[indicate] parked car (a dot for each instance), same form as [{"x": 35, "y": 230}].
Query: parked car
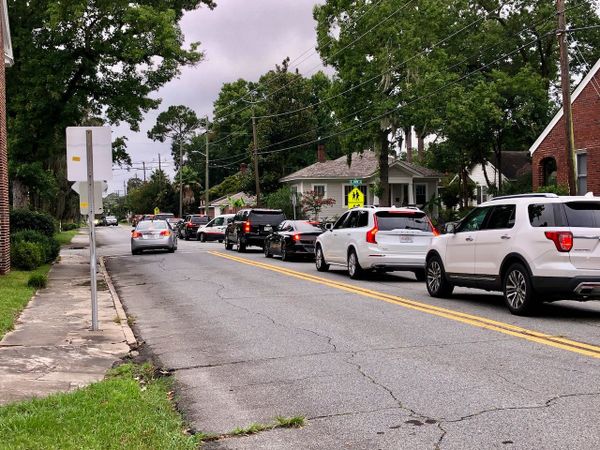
[
  {"x": 292, "y": 238},
  {"x": 215, "y": 229},
  {"x": 189, "y": 227},
  {"x": 251, "y": 227},
  {"x": 376, "y": 239},
  {"x": 532, "y": 248},
  {"x": 153, "y": 235},
  {"x": 109, "y": 220}
]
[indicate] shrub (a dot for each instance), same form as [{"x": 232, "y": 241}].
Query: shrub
[
  {"x": 26, "y": 255},
  {"x": 37, "y": 281},
  {"x": 49, "y": 245},
  {"x": 24, "y": 219}
]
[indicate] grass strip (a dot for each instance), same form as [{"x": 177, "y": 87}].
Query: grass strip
[{"x": 130, "y": 409}]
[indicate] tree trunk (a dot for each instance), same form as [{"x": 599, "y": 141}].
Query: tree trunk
[
  {"x": 408, "y": 137},
  {"x": 384, "y": 151},
  {"x": 20, "y": 194}
]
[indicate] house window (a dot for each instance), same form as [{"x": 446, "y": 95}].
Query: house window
[
  {"x": 319, "y": 189},
  {"x": 348, "y": 188},
  {"x": 581, "y": 173},
  {"x": 420, "y": 194}
]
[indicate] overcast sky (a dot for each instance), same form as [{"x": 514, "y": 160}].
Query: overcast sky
[{"x": 240, "y": 39}]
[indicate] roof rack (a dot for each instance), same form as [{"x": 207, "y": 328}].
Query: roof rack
[{"x": 533, "y": 195}]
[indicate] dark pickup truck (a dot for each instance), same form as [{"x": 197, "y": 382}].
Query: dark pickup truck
[{"x": 251, "y": 227}]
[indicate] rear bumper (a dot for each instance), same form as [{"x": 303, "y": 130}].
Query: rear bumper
[{"x": 575, "y": 288}]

++++++++++++++++++++

Your instructions
Please copy out, character for character, the lines of the listing above, starting at the line that contains "[indicate] overcast sky" and ending at the final line of the listing, with both of those lines included.

Solution below
[indicate] overcast sky (a dot for each instance), same form as [{"x": 514, "y": 160}].
Query: overcast sky
[{"x": 240, "y": 39}]
[indicate] roof rack (a dot for each instance), same form as [{"x": 207, "y": 328}].
Query: roof rack
[{"x": 533, "y": 195}]
[indicate] dark pickup truck (a dot for each instance), same form as [{"x": 197, "y": 382}].
Query: dark pickup truck
[{"x": 251, "y": 227}]
[indicate] rear bumper (a dot for each instance), same form as [{"x": 303, "y": 130}].
Query: rear bumper
[{"x": 575, "y": 288}]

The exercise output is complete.